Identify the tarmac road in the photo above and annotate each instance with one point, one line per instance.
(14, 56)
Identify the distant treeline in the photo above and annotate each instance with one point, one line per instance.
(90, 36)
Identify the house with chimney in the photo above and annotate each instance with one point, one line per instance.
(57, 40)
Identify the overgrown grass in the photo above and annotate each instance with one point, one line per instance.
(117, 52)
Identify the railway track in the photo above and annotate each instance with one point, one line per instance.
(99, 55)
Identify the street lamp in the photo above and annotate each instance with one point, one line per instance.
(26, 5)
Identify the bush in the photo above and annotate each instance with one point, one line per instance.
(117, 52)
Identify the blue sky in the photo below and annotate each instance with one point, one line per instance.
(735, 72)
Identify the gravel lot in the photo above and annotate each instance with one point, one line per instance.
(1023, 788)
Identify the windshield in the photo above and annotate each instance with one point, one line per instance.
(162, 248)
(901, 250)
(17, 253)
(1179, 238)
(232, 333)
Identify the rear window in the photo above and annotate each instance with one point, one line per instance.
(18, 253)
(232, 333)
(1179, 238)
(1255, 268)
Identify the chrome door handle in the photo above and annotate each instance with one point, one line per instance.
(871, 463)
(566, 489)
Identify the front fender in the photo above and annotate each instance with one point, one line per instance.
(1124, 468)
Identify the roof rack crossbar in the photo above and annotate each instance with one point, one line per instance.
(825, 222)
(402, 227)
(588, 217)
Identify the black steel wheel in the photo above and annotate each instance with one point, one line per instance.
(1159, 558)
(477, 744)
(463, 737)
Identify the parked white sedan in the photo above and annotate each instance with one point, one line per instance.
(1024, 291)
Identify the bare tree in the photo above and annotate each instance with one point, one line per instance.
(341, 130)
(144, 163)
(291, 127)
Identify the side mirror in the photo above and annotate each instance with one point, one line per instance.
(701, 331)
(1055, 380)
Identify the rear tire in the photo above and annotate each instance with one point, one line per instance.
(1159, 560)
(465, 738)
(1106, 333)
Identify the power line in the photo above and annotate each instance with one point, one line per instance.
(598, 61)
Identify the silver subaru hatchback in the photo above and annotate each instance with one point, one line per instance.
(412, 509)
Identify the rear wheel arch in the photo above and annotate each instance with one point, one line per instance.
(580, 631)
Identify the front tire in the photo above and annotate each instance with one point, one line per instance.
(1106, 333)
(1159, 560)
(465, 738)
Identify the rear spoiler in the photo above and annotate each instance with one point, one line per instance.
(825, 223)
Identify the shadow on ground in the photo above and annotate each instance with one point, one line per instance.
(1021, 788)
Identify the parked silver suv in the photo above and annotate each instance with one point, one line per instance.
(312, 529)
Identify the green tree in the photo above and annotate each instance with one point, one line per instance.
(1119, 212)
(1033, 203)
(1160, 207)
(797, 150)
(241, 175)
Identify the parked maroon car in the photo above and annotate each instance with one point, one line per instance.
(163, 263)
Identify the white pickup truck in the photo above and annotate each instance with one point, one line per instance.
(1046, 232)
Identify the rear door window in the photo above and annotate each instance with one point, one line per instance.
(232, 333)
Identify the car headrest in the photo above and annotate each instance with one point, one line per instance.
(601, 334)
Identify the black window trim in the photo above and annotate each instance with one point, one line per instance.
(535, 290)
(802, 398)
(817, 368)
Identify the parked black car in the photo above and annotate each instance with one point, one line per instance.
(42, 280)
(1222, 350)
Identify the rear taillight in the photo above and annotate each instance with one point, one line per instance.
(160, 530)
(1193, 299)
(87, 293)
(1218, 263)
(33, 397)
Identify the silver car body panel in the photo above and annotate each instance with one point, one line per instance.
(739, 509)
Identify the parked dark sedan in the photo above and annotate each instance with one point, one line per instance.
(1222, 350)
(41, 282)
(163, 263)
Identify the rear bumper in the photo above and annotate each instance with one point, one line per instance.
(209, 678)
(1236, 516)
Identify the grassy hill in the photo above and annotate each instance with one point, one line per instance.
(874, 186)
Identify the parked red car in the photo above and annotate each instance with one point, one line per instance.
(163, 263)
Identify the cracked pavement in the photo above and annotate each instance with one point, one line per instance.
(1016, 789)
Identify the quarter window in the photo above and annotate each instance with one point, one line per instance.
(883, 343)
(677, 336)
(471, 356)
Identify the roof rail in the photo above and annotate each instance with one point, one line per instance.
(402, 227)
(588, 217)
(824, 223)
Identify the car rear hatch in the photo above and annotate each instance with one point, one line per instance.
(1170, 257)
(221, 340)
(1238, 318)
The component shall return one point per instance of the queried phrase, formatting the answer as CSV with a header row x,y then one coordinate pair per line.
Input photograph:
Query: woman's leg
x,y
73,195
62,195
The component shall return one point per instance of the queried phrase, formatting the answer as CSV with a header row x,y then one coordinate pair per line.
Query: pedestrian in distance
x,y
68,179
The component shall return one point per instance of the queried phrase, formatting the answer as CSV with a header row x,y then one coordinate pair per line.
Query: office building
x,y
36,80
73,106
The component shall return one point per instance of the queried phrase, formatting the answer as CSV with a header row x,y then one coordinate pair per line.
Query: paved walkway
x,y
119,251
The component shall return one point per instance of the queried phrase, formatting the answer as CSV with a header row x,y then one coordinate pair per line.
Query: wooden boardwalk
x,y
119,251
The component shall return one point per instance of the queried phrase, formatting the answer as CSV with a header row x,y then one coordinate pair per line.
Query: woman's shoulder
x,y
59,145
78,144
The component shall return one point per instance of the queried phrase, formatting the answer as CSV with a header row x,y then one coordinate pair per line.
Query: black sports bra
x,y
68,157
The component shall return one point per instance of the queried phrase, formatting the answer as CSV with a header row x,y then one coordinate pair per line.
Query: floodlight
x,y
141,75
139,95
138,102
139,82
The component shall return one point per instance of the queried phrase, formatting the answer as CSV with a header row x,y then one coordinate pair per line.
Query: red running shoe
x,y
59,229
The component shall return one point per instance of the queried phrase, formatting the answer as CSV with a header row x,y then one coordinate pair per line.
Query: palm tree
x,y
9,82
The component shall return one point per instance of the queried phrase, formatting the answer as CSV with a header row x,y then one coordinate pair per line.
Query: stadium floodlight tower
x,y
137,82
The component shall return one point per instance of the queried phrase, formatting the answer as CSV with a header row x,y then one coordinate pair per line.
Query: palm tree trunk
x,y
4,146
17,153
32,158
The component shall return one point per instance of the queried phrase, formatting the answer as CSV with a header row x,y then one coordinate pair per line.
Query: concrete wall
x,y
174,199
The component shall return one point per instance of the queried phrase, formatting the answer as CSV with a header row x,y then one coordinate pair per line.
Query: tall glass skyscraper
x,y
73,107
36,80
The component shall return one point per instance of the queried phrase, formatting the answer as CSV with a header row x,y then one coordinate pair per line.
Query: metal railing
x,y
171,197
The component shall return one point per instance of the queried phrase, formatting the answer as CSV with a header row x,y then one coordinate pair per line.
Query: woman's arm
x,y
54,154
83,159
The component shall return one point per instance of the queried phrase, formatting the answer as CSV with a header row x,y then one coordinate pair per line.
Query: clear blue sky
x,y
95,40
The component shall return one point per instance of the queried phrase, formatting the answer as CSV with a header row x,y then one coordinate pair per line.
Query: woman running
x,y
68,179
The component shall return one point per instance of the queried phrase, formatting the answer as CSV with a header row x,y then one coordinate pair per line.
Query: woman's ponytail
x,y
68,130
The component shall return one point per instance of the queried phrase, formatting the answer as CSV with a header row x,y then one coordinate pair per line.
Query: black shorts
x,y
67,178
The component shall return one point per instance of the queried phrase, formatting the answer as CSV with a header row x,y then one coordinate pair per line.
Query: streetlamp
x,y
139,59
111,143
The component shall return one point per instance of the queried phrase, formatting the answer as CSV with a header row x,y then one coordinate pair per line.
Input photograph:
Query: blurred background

**PROBLEM TO WORK ON**
Copy out all of the records, keeping every line identical.

**SOLUTION**
Identify the tarmac road in the photo above and annotate each instance with one point, one line per instance.
(14, 56)
Identify the distant treeline in the photo above and annotate each instance with one point, one line per instance.
(90, 36)
Identify the house with chimney in the photo above and annotate each instance with one point, one line per instance.
(57, 40)
Identify the overgrown grass in the photo above and annotate each instance with one point, one line per instance.
(117, 52)
Identify the railway track in the photo above and annotate each instance with one point, one line per instance.
(99, 55)
Identify the street lamp in the photo above and annotate each instance with one point, one line per instance.
(26, 5)
Identify the bush in the photo above and annotate each instance with one point, one line per instance.
(117, 52)
Identify the blue sky in the photo below and annotate each instance with one point, one line per instance.
(735, 72)
Identify the gravel lot in the photo above and annotate each instance with one point, one line per instance.
(1023, 788)
Identify the windshield in the photo above and annotate each instance with one point, one line per instance.
(162, 248)
(901, 250)
(17, 253)
(1179, 238)
(232, 333)
Identify the rear window in the photo above and annotate each instance with one point, one line per instance.
(18, 253)
(232, 333)
(1179, 238)
(1255, 268)
Identify the chrome door handle in the photo above and annotate each instance with one point, one line per instance.
(871, 463)
(566, 489)
Identify the front fender in the photo above and annotate each instance with one point, one line per instance.
(1124, 468)
Identify the roof rack crossbar in the photo above and annotate each instance with one point, one line per instance.
(825, 222)
(402, 227)
(588, 217)
Identify the black steel wheel in the photo above and annotate each instance with one point, one line per instance.
(1159, 558)
(477, 744)
(463, 737)
Identify the parked white sedan in the photo above and annotate each instance with one point, one line per instance.
(1024, 291)
Identify the bare tree in the photo above and annotate each instance with one point, one line per instance.
(341, 130)
(144, 163)
(291, 127)
Identify the side mirror in the photo above and annotate each instance with one point, one line per instance.
(701, 331)
(1055, 380)
Identify the rear tire in the photo above and annotate each instance with one point, one line per instance.
(1159, 560)
(465, 738)
(1106, 333)
Identify the power line in the photo above and annotate each instance with one point, one line per instance.
(598, 61)
Identify the silver subaru hatchback in the photo above and annotate each instance with one point, one line per instance.
(412, 509)
Identify the rear wheel arch in the photo above and annotate each instance with one point, one line per instance.
(580, 631)
Identify the front tire in the photo above and annotate each instance with one point, one line per instance.
(1106, 333)
(1159, 560)
(465, 738)
Identify the rear spoiler in the photo above and annotate each instance with one point, one line per instance.
(825, 223)
Identify the shadow on ground in the photo above and annotate each instance with one point, one line per instance.
(1021, 788)
Identify the parked silver suv in the photo above and annotate each instance with one point, one line per instance.
(312, 529)
Identify the green tree in the photo above and annotate each instance with one point, one line per instance.
(1119, 212)
(1033, 203)
(1160, 207)
(797, 150)
(241, 175)
Identify the parked maroon car in the photo above and annotate each instance with one point, one line per instance.
(163, 263)
Identify the white pickup truck in the photo above and annotate each instance with one point, one line per instance.
(1046, 232)
Identify the rear door window in the photo above and annotate each instance with one point, one line per instance.
(232, 333)
Identify the car headrest in the photo above and annotate each instance with one point, one line per instance.
(601, 334)
Identify the black window trim in the photo above and annotate each instance with one point, one line per instance.
(535, 290)
(802, 398)
(817, 368)
Identify the parked black car in the photo above and annotate each instance with one point, one line per instance.
(42, 280)
(1222, 350)
Identify the rear taillight in the photo above and annotate each instance with one point, one line per instance.
(160, 530)
(1193, 299)
(87, 293)
(1218, 263)
(33, 397)
Identify the silver car body panel in the photo above and annotate each instance with one point, one line per instance.
(739, 509)
Identify the parked dark sedan in the photo above and annotate each instance with one point, one line per instance.
(1222, 350)
(41, 282)
(163, 263)
Identify the rear bumper in the photo above and annotate each instance with one point, one line per instance.
(209, 678)
(1236, 516)
Identify the grassy hill in the photo above and annotate each instance with one point, one line per instance.
(874, 186)
Identify the parked red car in the photo above and annotate each instance with one point, one line per instance.
(163, 263)
Identify the cracked pavement in the photo above and annotate each instance with one point, one line per instance.
(1016, 789)
Identify the quarter window in the photo above and annotate each instance with one point, one line per instance.
(883, 343)
(677, 336)
(471, 356)
Identify the roof rail in the photo above and annotate each instance with one point, one line per instance.
(402, 227)
(588, 217)
(824, 223)
Identify the car rear hatch in the photo above and annotate each instance with one point, one line per instance.
(1170, 257)
(221, 340)
(1238, 318)
The component shall return one point per instance of the queried phrase, formatting the answer as CSV with a header row x,y then one coordinate pair per line.
Input photograph:
Query: woman's leg
x,y
73,195
62,195
The component shall return one point per instance of the queried phrase, formatting the answer as CSV with a header row x,y then one coordinate pair per line.
Query: pedestrian in distance
x,y
68,179
The component shall return one point per instance of the queried phrase, formatting the answer as CSV with a header row x,y then one coordinate pair per line.
Query: office building
x,y
36,80
73,106
The component shall return one point per instance of the queried phrase, formatting the answer as CSV with a header row x,y then one coordinate pair per line.
Query: paved walkway
x,y
119,251
The component shall return one point per instance of the queried phrase, formatting the answer as CSV with a header row x,y then one coordinate pair per line.
Query: wooden boardwalk
x,y
119,251
The component shall return one point per instance of the queried phrase, formatting the answer as CSV with a header row x,y then one coordinate pair per line.
Query: woman's shoulder
x,y
59,145
78,144
The component shall return one point per instance of the queried phrase, formatting the answer as CSV with a header row x,y then one coordinate pair per line.
Query: black sports bra
x,y
68,157
The component shall return one point per instance of the queried phrase, formatting the answer as CSV with a header row x,y then one coordinate pair per line.
Query: floodlight
x,y
141,75
139,95
138,102
139,82
The component shall return one point per instance of the queried phrase, formatting the answer as CSV with a header row x,y then one coordinate pair per line.
Query: red running shoe
x,y
59,229
The component shall return one point per instance of the queried phrase, formatting the answer as CSV with a header row x,y then one coordinate pair per line.
Query: palm tree
x,y
9,82
The component shall return one point per instance of the queried phrase, formatting the answer as CSV with a header row x,y then one coordinate pair per line.
Query: stadium floodlight tower
x,y
137,82
The component shall return one point per instance of the queried phrase, formatting the answer as CSV with a header row x,y then one coordinate pair per line.
Query: palm tree trunk
x,y
4,146
17,153
32,158
The component shall return one point per instance of the queried phrase, formatting the answer as CSV with a header row x,y then one coordinate pair per line.
Query: concrete wall
x,y
174,199
The component shall return one point per instance of the queried phrase, formatting the answer as CSV with a header row x,y then one coordinate pair per line.
Query: tall glass skyscraper
x,y
73,107
36,80
The component shall return one point per instance of the queried phrase, formatting the answer as CSV with a header row x,y then one coordinate pair per line.
Query: metal railing
x,y
171,197
The component shall return one point per instance of the queried phrase, formatting the answer as CSV with a header row x,y then one coordinate pair per line.
Query: woman's arm
x,y
54,154
83,159
The component shall return one point per instance of the queried phrase, formatting the answer as CSV with a header row x,y then one coordinate pair per line.
Query: clear blue sky
x,y
95,40
The component shall return one point per instance of the queried phrase, formatting the answer as CSV with a header row x,y then one coordinate pair per line.
Query: woman running
x,y
68,179
The component shall return one point per instance of the queried phrase, formatting the answer as CSV with a header row x,y then one coordinate pair per line.
Query: woman's ponytail
x,y
68,130
The component shall return one point per instance of the queried phrase, formatting the answer as CSV with a header row x,y then one coordinate pair per line.
Query: black shorts
x,y
67,178
The component shall return one point per instance of the queried phrase, formatting the answer as CSV with a header row x,y then one coordinate pair per line.
Query: streetlamp
x,y
139,59
111,143
The component shall return one point per instance of the queried phrase, formatting the answer as CSV with a header row x,y then one coordinate pair per line.
Input photograph:
Query: blurred background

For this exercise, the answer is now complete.